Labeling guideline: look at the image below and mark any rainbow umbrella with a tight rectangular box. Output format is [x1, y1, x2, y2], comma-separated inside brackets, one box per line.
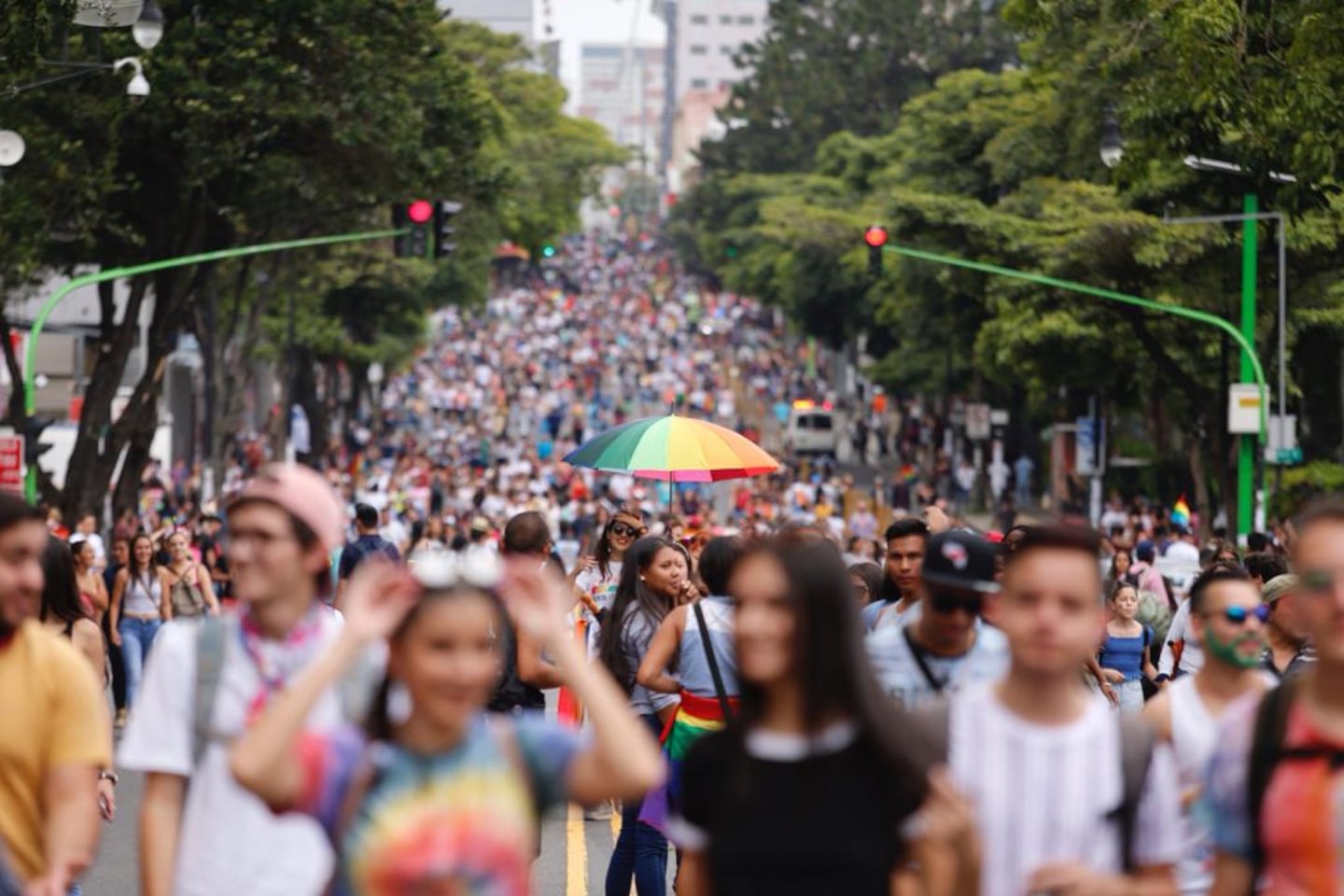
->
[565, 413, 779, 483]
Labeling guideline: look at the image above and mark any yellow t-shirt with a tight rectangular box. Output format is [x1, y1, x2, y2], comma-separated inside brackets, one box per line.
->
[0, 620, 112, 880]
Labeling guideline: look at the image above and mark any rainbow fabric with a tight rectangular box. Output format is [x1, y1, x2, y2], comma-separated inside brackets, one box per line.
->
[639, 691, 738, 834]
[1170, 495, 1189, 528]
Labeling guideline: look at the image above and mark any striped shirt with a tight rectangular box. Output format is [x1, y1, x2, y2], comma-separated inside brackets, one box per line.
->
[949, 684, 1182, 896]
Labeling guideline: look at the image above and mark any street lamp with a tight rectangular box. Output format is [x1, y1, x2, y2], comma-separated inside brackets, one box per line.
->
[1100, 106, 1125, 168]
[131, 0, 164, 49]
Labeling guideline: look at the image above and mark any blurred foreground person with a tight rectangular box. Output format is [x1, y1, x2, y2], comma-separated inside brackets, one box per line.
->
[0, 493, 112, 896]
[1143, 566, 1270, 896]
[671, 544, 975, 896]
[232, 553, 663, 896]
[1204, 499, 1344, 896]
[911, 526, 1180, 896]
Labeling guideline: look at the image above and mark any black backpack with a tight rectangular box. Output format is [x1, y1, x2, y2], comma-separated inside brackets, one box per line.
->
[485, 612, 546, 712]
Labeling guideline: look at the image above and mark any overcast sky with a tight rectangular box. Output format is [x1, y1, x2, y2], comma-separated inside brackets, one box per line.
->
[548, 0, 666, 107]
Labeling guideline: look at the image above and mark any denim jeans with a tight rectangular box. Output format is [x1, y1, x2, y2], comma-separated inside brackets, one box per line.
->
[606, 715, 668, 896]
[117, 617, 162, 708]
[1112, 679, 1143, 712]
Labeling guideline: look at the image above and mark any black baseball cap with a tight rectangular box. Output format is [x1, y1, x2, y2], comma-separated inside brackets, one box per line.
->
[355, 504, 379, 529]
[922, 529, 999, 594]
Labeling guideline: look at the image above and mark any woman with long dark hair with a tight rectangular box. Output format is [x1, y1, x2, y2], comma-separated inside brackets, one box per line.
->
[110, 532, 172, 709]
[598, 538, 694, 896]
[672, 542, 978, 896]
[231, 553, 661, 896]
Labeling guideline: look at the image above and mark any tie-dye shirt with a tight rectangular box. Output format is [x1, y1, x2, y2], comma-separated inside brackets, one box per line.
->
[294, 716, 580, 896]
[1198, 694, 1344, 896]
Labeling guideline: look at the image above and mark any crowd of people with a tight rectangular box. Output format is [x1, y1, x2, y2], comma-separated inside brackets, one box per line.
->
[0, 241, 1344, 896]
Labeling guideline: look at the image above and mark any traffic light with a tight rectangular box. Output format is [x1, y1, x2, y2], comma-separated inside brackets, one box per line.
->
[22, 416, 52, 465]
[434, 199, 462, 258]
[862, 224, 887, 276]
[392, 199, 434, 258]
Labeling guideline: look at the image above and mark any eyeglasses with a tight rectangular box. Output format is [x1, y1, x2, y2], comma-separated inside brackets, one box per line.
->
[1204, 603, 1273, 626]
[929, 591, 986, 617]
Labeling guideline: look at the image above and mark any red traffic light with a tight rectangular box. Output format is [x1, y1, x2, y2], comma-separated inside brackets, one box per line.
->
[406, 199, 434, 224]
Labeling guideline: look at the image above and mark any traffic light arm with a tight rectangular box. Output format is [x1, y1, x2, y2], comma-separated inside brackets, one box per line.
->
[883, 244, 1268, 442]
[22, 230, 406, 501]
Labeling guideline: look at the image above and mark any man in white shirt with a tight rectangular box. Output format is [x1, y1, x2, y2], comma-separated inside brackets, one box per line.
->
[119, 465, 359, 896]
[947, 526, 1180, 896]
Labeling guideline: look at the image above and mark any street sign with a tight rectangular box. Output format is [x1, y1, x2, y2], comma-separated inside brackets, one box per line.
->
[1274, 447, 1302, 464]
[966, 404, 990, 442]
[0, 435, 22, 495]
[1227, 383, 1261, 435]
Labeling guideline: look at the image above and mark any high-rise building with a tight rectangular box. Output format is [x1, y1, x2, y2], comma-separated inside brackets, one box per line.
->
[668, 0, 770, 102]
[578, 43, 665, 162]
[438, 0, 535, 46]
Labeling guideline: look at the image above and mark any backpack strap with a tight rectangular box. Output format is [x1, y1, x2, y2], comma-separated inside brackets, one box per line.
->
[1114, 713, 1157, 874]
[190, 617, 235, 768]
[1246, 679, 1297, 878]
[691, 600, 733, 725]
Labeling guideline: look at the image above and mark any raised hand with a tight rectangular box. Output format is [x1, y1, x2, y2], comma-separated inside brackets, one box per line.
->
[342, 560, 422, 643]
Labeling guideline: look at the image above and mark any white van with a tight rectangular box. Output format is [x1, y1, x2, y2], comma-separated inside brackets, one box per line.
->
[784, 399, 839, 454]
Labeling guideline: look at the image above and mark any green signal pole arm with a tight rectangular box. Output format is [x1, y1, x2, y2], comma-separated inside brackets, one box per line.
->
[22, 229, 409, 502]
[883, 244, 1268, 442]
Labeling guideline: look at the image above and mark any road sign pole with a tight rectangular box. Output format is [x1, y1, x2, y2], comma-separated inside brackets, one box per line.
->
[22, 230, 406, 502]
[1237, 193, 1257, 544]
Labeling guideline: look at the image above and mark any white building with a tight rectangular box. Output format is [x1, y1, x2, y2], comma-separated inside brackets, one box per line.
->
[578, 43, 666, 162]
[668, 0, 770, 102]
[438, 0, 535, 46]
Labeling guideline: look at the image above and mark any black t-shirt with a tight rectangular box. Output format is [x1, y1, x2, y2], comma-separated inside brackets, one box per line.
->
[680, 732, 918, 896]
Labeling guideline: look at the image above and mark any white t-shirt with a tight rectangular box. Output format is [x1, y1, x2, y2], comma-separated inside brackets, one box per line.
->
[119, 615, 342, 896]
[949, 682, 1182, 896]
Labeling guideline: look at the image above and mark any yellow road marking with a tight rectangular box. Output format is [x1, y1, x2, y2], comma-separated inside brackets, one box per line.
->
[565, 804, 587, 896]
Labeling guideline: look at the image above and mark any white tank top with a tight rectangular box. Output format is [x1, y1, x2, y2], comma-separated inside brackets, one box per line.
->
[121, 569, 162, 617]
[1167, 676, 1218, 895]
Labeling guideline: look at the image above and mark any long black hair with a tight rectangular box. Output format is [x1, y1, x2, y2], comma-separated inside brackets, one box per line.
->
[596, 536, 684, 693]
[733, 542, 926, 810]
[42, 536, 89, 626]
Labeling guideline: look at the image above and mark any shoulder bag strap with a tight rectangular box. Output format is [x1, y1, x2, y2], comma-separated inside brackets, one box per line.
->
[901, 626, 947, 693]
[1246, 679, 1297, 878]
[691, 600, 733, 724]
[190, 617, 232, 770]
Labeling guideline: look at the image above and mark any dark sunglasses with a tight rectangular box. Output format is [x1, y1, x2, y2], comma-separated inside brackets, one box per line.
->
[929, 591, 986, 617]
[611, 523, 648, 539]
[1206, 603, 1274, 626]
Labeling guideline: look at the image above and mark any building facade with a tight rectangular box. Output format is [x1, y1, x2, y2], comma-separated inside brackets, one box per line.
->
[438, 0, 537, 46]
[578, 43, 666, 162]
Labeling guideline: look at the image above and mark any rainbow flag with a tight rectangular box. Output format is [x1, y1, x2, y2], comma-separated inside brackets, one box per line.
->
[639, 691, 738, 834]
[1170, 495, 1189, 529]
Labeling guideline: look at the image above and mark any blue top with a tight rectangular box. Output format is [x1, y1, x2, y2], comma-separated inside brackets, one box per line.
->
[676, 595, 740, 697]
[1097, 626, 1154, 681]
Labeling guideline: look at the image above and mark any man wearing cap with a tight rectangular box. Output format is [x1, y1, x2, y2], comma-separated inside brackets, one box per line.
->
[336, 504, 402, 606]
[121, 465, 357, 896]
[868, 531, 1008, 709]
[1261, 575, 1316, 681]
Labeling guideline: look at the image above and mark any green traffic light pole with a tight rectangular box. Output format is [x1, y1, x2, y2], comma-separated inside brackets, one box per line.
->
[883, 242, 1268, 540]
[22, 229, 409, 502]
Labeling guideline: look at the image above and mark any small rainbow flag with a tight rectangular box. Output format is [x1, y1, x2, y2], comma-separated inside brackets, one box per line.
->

——

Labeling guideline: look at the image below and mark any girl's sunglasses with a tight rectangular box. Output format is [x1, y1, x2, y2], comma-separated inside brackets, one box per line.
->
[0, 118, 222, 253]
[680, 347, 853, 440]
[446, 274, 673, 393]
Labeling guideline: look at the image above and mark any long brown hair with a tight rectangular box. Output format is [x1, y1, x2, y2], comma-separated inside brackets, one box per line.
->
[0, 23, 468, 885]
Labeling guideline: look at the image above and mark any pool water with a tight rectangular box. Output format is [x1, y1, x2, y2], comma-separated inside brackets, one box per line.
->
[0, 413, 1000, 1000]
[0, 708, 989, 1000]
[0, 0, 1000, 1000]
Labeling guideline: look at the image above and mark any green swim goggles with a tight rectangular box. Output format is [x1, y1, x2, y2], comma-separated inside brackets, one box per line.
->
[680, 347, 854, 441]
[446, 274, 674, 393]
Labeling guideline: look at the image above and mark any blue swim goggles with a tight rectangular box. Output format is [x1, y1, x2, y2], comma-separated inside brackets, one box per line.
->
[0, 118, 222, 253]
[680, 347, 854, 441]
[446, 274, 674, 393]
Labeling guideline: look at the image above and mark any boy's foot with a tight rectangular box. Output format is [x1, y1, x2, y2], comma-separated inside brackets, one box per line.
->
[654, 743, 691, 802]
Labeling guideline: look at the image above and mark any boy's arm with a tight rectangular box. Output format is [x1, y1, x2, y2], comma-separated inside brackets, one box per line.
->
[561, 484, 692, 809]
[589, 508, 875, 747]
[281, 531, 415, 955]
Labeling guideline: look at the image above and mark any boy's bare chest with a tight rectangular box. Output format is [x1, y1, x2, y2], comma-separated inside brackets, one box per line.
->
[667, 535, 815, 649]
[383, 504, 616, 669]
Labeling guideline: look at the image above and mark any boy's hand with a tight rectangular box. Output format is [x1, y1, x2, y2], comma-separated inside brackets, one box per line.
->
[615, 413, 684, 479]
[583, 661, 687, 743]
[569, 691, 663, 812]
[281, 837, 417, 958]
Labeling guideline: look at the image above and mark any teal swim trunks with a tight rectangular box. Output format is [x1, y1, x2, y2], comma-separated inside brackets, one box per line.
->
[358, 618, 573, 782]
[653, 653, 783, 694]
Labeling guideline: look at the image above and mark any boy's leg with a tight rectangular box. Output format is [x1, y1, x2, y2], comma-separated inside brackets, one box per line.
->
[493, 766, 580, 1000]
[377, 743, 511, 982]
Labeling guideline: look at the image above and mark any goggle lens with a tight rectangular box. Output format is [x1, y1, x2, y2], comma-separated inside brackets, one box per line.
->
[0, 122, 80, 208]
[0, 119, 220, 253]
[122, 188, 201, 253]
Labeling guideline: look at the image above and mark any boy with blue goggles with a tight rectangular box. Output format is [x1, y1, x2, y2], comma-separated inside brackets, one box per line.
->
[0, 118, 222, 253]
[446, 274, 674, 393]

——

TASK DETAILS:
Print, word for word, the part of the records that opens with the line containing "Labeling guideline: look at the image below and mark any rainbow" and closes with the line containing "[0, 620, 112, 880]", both lines included. Leave the pictures out.

RESULT OF THE EXERCISE:
Labeling guideline: look at the image below and mark any rainbow umbrella with a tight rectangular box. Output format is [x1, y1, x2, y2], comma-separated inside brackets, one box per line.
->
[565, 413, 779, 483]
Labeling guideline: look at the image above and mark any yellow t-shirt with a tight rectangular box. Output format is [x1, y1, x2, y2], comma-separated inside brackets, one box per line.
->
[0, 620, 112, 880]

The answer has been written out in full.